Set problem 1 :: In the market commentary below, by what percentage did the NASDAQ Composite Index drop on October 24th?

On Wednesday, October 24th, equities pulled back sharply, as mounting concerns over global growth, corporate earnings, and rising rates left global equities down nearly 3%. The S&P 500 Index has now fallen in 13 of the past 15 trading sessions. October’s market volatility has brought equity indices down nearly 10% — or more — from recent highs. Because of last year’s low volatility, the market fluctuations in 2018 have seemed extreme.
In light of the recent surge in market volatility, investors may be wrestling with the recent decline and wondering what (if any) changes should be made to portfolios.
Where do markets currently stand?
The October market pullback has resulted in negative returns for the month for nearly all asset classes.
What caused the most recent market pullback?
No single culprit is to blame, though a combination of factors have contributed to the pullback — namely, concerns over global growth, corporate earnings, and rising interest rates.
Further compounding recent market declines is the technology sector. On October 24th, the technology-heavy NASDAQ Composite Index dropped 4.4%, which was its largest single day decline since August 2011. The prices of Facebook, Amazon, Microsoft, and Google parent Alphabet all fell by more than 5% for the day, leaving the group with double-digit declines for the month of October.

Record list ::
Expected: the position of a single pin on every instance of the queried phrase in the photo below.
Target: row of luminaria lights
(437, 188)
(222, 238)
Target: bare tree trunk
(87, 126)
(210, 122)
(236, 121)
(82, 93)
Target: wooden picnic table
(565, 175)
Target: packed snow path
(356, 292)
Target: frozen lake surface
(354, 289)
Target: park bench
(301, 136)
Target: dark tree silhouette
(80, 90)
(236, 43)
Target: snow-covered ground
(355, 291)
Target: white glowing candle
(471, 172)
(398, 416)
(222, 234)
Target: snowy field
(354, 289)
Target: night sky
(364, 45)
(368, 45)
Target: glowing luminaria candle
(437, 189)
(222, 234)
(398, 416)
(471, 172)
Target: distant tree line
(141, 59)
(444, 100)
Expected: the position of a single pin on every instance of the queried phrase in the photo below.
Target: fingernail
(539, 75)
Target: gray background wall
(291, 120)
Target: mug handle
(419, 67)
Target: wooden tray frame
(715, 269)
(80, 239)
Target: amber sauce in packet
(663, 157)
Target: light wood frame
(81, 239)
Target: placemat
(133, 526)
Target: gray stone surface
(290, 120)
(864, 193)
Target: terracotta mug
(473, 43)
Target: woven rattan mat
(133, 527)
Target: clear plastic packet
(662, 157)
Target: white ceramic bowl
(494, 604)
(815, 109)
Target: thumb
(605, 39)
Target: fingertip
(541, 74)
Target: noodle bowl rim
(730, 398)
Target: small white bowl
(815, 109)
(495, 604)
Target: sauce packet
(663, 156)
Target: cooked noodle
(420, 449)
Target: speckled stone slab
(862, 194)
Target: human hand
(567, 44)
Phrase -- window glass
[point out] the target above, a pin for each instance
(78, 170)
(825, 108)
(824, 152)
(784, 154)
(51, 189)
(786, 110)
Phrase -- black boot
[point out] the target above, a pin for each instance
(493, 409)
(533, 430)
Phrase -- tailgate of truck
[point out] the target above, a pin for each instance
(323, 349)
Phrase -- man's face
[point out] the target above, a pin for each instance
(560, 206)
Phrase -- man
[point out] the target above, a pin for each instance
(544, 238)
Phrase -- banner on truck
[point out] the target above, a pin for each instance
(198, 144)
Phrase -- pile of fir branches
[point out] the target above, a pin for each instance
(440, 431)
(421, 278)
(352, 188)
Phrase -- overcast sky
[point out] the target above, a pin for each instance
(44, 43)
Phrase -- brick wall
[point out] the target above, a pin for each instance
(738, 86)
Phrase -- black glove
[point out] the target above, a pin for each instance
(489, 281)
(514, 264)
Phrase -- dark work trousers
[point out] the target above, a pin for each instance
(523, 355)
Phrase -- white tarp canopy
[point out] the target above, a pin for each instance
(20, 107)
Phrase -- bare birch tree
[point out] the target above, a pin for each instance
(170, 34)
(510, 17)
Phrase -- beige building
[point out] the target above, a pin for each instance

Set problem 2 :: Count the lines in the rows above that contain the word "bowl" and give only the number.

Expected output 1 :: 4.4%

Expected output 2 :: 3